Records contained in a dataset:

Segment Open

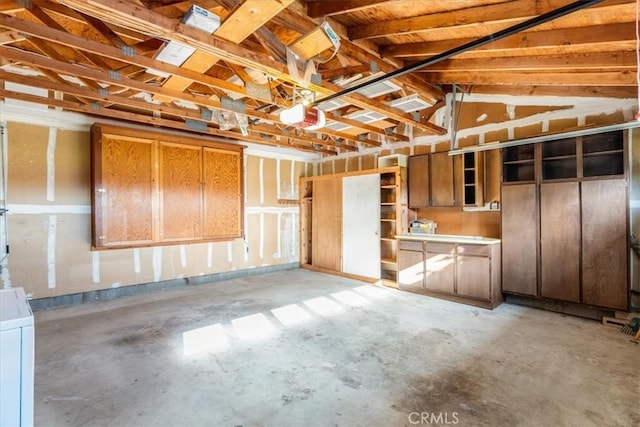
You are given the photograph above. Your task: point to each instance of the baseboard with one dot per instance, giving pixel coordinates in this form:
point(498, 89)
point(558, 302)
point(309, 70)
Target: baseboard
point(565, 307)
point(48, 303)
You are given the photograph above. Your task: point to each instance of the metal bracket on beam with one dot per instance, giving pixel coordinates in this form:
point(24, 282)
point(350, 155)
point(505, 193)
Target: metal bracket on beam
point(196, 125)
point(128, 50)
point(258, 91)
point(114, 75)
point(236, 105)
point(206, 114)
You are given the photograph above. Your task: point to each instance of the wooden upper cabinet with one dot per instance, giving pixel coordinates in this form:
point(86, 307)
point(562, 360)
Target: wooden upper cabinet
point(442, 180)
point(123, 190)
point(180, 200)
point(223, 200)
point(431, 180)
point(419, 181)
point(152, 188)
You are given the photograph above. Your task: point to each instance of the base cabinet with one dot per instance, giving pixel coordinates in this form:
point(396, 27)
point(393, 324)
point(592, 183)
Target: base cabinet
point(467, 273)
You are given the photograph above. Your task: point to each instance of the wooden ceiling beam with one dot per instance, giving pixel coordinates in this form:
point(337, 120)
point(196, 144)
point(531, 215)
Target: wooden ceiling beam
point(238, 25)
point(134, 17)
point(321, 8)
point(622, 92)
point(150, 120)
point(551, 39)
point(625, 60)
point(75, 42)
point(605, 78)
point(506, 14)
point(290, 18)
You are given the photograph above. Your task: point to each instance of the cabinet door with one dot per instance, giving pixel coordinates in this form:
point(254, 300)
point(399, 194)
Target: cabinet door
point(327, 224)
point(419, 181)
point(604, 243)
point(125, 191)
point(473, 276)
point(361, 225)
point(440, 267)
point(181, 197)
point(410, 268)
point(442, 188)
point(519, 239)
point(560, 241)
point(222, 172)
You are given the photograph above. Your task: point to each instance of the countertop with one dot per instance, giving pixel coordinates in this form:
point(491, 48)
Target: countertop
point(449, 238)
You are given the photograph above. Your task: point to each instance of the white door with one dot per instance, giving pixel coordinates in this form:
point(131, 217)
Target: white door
point(361, 225)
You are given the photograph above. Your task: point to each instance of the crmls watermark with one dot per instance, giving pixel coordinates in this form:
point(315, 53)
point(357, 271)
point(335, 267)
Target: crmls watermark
point(439, 418)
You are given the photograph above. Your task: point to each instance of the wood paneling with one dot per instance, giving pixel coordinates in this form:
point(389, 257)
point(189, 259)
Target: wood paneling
point(152, 188)
point(442, 178)
point(124, 192)
point(473, 276)
point(419, 181)
point(604, 243)
point(327, 224)
point(560, 241)
point(222, 193)
point(411, 268)
point(439, 268)
point(181, 197)
point(519, 239)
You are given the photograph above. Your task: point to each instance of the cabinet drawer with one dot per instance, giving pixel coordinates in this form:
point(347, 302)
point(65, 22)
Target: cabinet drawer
point(477, 250)
point(440, 248)
point(410, 245)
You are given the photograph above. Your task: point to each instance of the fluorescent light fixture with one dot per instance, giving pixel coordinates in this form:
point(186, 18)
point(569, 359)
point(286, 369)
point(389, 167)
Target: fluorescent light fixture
point(336, 126)
point(364, 116)
point(409, 103)
point(172, 53)
point(303, 117)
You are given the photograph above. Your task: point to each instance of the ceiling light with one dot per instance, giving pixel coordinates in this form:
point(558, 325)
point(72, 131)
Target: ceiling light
point(303, 117)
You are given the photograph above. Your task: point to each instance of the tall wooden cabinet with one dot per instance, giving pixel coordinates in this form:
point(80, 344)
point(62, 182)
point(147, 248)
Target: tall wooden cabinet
point(520, 239)
point(564, 220)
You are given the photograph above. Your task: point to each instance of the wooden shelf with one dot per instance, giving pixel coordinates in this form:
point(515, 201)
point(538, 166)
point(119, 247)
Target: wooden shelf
point(518, 162)
point(602, 153)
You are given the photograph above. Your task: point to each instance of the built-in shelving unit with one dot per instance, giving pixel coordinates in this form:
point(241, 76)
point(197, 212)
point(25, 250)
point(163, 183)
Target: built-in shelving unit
point(518, 164)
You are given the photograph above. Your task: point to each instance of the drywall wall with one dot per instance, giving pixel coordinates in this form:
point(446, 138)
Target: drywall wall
point(48, 192)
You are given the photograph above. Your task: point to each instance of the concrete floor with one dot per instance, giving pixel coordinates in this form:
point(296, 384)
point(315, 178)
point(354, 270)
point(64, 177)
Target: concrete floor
point(300, 348)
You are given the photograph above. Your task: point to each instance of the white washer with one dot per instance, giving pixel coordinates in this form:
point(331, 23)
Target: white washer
point(16, 358)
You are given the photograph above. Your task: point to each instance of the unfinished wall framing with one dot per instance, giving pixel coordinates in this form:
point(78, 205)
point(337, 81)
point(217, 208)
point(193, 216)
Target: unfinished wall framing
point(48, 181)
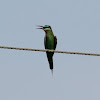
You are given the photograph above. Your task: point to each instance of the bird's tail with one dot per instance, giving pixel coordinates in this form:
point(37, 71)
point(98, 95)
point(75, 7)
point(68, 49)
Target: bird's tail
point(51, 64)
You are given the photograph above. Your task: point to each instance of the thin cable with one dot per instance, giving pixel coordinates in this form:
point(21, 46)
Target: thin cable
point(44, 50)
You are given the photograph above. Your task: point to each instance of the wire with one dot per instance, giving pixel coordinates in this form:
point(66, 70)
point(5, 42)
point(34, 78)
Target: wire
point(44, 50)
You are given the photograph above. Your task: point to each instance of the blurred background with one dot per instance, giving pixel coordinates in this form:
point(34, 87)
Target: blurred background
point(25, 75)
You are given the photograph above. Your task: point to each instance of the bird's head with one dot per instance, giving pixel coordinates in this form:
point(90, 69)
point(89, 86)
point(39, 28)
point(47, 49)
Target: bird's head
point(45, 28)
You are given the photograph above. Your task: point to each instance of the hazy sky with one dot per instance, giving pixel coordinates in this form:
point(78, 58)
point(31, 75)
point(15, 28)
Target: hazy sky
point(25, 75)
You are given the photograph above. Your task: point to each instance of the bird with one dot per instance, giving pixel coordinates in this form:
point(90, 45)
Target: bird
point(50, 42)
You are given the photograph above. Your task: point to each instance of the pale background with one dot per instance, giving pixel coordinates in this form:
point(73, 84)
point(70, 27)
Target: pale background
point(25, 75)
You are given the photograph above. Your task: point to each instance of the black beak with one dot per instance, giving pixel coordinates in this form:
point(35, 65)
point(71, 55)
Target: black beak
point(40, 27)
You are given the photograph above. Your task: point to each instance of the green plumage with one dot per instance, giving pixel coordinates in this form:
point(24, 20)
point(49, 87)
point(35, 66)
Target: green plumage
point(50, 42)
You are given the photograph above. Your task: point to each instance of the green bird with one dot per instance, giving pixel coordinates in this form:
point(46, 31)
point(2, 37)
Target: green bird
point(50, 42)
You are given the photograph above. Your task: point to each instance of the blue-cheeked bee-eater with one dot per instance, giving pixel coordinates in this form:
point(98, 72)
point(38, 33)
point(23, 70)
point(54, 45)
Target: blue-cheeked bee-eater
point(50, 42)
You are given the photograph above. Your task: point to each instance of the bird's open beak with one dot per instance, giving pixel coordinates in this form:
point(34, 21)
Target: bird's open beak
point(40, 27)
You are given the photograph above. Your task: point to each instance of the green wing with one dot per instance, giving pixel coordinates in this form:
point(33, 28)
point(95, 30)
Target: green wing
point(55, 42)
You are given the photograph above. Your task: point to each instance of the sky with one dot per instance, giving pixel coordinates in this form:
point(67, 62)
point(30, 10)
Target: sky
point(25, 75)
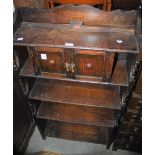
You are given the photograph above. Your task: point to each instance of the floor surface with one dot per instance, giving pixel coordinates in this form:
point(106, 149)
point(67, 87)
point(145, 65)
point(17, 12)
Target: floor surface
point(68, 147)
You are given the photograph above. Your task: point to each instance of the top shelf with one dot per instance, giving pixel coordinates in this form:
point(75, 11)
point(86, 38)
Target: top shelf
point(85, 37)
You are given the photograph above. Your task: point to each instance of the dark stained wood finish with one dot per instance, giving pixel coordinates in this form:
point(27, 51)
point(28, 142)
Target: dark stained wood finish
point(73, 93)
point(138, 88)
point(126, 4)
point(54, 60)
point(109, 61)
point(29, 3)
point(76, 114)
point(119, 76)
point(52, 37)
point(90, 63)
point(105, 3)
point(78, 132)
point(116, 18)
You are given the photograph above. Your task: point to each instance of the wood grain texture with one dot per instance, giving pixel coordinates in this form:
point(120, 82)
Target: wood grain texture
point(89, 15)
point(119, 76)
point(73, 93)
point(54, 37)
point(78, 132)
point(76, 114)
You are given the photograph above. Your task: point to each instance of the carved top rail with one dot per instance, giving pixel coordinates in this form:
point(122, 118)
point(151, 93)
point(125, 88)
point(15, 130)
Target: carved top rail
point(91, 16)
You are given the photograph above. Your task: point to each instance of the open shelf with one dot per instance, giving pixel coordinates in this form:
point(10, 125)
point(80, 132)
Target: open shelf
point(72, 93)
point(119, 76)
point(76, 114)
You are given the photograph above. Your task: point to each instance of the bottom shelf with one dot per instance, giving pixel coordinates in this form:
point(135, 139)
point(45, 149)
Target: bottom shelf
point(73, 131)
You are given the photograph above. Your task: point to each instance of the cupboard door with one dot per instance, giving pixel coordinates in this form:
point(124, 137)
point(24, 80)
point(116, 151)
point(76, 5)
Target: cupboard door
point(89, 63)
point(51, 59)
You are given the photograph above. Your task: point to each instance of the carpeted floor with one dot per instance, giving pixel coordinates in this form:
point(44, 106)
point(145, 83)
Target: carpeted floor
point(68, 147)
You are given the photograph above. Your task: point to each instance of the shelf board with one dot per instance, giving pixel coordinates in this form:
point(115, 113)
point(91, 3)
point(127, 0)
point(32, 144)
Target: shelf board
point(57, 35)
point(76, 114)
point(119, 76)
point(72, 93)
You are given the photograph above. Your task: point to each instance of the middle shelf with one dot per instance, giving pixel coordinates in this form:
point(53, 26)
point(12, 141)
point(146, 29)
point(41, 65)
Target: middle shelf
point(85, 94)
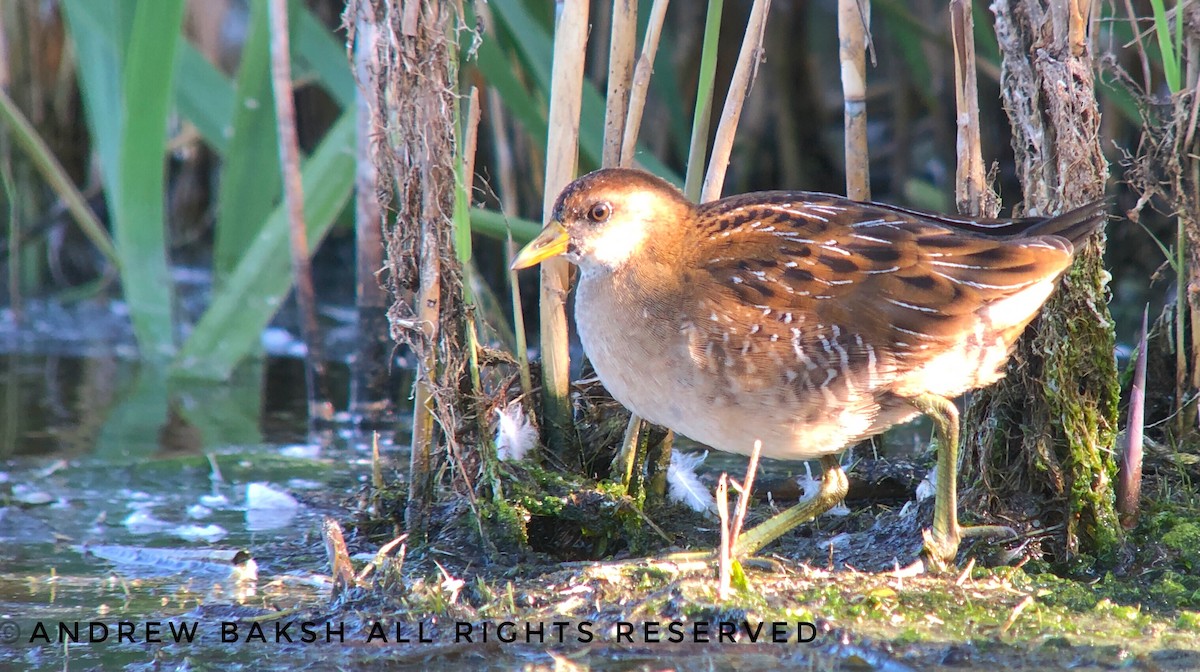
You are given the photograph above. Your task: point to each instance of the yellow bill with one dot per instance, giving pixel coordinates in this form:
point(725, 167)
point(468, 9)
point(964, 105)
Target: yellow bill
point(550, 243)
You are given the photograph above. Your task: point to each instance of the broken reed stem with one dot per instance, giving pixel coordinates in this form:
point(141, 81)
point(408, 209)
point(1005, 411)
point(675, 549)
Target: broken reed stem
point(703, 113)
point(505, 175)
point(339, 556)
point(749, 58)
point(319, 406)
point(370, 373)
point(725, 550)
point(747, 487)
point(562, 156)
point(853, 19)
point(972, 195)
point(621, 73)
point(1129, 477)
point(642, 82)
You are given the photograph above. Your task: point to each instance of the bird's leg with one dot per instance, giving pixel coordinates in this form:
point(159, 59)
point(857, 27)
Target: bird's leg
point(832, 491)
point(942, 541)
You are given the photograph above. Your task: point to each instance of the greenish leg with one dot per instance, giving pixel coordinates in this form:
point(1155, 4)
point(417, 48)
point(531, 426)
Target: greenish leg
point(942, 543)
point(832, 491)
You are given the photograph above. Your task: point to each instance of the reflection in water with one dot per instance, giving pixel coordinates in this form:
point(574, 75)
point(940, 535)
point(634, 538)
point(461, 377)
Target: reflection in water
point(75, 406)
point(119, 486)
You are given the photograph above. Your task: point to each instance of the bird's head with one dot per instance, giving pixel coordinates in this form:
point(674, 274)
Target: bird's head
point(606, 219)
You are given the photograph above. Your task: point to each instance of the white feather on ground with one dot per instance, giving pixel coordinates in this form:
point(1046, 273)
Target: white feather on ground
point(810, 486)
point(684, 485)
point(514, 433)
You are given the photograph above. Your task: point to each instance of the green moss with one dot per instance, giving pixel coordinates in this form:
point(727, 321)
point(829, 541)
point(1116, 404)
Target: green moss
point(1183, 538)
point(1188, 621)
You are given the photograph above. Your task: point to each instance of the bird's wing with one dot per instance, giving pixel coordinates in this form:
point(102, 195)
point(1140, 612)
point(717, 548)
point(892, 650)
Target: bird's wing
point(829, 292)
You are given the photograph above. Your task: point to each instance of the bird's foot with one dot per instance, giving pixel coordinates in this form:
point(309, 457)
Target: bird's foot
point(941, 547)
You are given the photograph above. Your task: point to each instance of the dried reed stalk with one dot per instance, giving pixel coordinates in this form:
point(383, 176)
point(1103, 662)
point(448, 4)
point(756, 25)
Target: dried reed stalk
point(562, 156)
point(370, 375)
point(1045, 431)
point(634, 102)
point(642, 82)
point(409, 85)
point(744, 73)
point(621, 73)
point(1129, 477)
point(971, 191)
point(853, 22)
point(505, 175)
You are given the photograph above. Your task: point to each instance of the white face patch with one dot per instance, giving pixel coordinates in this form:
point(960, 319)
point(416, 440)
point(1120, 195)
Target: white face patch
point(611, 244)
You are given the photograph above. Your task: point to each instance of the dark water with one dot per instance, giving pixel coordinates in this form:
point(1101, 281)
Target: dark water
point(130, 497)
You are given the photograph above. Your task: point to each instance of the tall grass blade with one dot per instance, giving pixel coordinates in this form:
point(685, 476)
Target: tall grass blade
point(139, 217)
point(250, 174)
point(243, 307)
point(204, 96)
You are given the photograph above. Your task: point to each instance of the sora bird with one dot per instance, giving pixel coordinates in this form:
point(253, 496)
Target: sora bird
point(805, 321)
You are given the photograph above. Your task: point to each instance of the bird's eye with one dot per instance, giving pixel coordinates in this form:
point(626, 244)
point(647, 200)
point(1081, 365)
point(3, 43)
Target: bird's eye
point(600, 213)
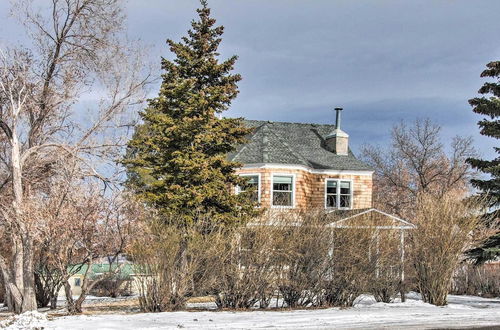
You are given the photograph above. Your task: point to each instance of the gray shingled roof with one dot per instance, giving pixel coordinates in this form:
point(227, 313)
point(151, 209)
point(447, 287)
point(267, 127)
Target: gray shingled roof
point(293, 144)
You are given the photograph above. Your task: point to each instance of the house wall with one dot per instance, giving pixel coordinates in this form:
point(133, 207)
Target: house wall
point(310, 187)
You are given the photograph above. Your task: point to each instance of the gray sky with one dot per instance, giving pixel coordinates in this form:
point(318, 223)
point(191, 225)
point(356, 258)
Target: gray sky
point(382, 60)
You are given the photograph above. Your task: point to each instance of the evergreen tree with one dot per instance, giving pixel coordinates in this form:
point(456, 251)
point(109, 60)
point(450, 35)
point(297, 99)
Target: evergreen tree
point(490, 185)
point(177, 158)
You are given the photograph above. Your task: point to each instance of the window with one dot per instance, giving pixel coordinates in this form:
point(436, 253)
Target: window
point(338, 194)
point(253, 185)
point(282, 190)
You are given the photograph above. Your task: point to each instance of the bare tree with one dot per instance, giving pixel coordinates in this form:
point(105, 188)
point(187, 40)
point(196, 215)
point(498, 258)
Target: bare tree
point(76, 51)
point(417, 162)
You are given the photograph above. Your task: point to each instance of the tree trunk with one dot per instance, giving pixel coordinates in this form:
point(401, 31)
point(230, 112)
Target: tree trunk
point(19, 274)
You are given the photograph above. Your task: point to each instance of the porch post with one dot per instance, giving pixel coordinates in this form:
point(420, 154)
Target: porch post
point(402, 249)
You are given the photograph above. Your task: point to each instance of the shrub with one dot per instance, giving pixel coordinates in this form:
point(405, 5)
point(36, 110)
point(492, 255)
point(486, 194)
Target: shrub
point(446, 228)
point(479, 280)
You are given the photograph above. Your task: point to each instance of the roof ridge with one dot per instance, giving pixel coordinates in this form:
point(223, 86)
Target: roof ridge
point(293, 152)
point(257, 129)
point(287, 122)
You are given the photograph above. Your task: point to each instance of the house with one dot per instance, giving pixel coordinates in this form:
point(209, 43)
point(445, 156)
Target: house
point(304, 166)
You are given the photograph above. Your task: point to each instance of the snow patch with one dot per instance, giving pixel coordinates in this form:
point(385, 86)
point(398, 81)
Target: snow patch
point(29, 320)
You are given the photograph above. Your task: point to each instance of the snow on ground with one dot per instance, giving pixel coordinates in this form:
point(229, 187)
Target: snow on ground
point(28, 320)
point(463, 311)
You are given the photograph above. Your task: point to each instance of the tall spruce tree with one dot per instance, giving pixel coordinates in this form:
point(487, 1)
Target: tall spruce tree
point(490, 185)
point(177, 157)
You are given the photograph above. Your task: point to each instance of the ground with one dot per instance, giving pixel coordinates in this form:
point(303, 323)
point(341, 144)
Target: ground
point(462, 312)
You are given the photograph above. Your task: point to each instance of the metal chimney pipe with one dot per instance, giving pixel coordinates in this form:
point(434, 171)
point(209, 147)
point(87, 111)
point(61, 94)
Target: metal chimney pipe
point(337, 118)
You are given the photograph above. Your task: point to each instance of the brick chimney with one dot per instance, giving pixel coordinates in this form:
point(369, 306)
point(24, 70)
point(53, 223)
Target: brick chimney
point(338, 140)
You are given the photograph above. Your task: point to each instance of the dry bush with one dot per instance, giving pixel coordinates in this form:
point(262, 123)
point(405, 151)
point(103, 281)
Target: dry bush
point(244, 267)
point(478, 280)
point(446, 227)
point(304, 260)
point(167, 261)
point(386, 266)
point(351, 269)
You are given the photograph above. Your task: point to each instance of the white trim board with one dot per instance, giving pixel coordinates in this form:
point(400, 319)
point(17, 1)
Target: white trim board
point(294, 189)
point(305, 168)
point(259, 188)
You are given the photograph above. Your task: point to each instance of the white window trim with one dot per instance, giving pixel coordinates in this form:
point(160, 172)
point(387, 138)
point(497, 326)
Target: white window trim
point(293, 190)
point(338, 193)
point(237, 188)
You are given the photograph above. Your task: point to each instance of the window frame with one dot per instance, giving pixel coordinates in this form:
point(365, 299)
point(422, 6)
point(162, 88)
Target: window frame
point(293, 176)
point(238, 190)
point(351, 185)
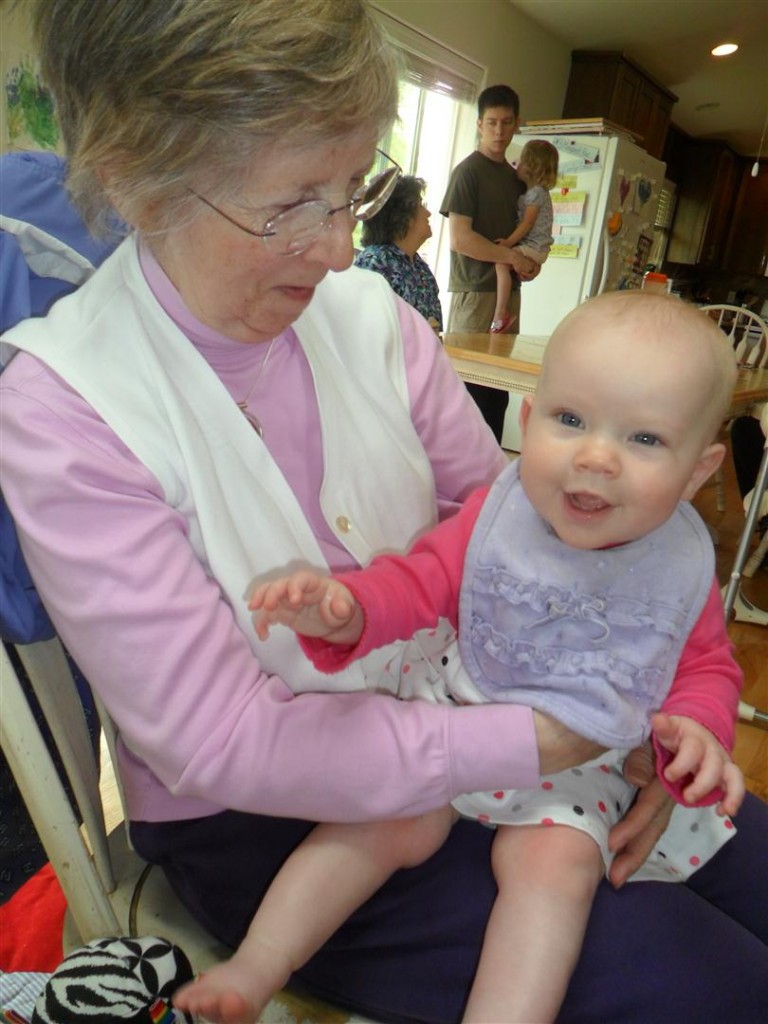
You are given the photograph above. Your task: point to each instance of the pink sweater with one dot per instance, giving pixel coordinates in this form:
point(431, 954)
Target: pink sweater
point(203, 727)
point(400, 595)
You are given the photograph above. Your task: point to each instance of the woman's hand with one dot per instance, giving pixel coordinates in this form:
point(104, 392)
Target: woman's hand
point(639, 830)
point(310, 604)
point(560, 749)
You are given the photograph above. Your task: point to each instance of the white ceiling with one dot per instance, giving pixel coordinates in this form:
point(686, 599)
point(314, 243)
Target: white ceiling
point(672, 39)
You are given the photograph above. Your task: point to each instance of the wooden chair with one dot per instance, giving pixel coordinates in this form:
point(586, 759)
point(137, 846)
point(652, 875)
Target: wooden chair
point(747, 332)
point(749, 336)
point(110, 890)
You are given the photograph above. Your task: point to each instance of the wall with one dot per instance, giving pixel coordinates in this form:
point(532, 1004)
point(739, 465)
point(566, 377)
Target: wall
point(27, 120)
point(494, 34)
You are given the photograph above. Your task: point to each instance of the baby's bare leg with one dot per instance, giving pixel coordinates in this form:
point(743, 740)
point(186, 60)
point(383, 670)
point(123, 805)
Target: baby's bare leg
point(327, 878)
point(547, 879)
point(503, 292)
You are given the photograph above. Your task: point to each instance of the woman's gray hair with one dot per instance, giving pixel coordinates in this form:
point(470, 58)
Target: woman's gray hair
point(157, 95)
point(394, 218)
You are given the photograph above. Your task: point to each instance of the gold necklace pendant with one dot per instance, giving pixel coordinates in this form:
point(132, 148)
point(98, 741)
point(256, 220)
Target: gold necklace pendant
point(253, 420)
point(243, 404)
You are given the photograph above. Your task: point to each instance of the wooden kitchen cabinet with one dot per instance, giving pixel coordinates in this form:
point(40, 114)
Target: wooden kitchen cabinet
point(748, 241)
point(707, 183)
point(607, 84)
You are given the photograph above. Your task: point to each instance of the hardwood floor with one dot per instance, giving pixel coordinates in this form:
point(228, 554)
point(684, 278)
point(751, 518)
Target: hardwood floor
point(751, 641)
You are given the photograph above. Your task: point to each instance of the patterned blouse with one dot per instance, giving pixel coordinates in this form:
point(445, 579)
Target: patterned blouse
point(412, 280)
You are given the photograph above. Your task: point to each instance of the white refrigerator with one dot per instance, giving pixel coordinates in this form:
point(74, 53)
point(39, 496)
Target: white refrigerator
point(605, 205)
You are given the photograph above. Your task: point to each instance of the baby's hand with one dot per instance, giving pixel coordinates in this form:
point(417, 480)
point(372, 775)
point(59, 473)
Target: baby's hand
point(699, 755)
point(311, 604)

Segment Closed

From the records above, print only the lines between the one holding "point(674, 274)" and the one holding "point(383, 176)", inclusive, exactly as they stand.

point(674, 274)
Target: bird's head
point(606, 219)
You are given the photograph above. Your task: point to each instance of the white feather on ground with one dot per instance, giving pixel coordinates in this form:
point(1046, 273)
Target: white feather on ground
point(810, 486)
point(684, 485)
point(514, 433)
You are given the photograph above. Your task: point to each instance of the green moss with one dot per instance, giving pixel coordinates in this form:
point(727, 321)
point(829, 541)
point(1116, 404)
Target: green moss
point(1183, 538)
point(1188, 621)
You are given the photograph above. Your task: point to each instance of the bird's wing with one dot per instance, giving pixel coordinates in this form:
point(102, 195)
point(1140, 612)
point(717, 548)
point(892, 650)
Target: bird's wing
point(829, 292)
You are given the photograph above. Your task: point to each instance of the bird's foot with one dot per instance, giving pixel coordinates in this form:
point(309, 457)
Target: bird's foot
point(941, 547)
You are given the photograph above. Your task: point to each instance of the dried reed stalk with one dot per instance, giving pixel coordinates in this form:
point(383, 176)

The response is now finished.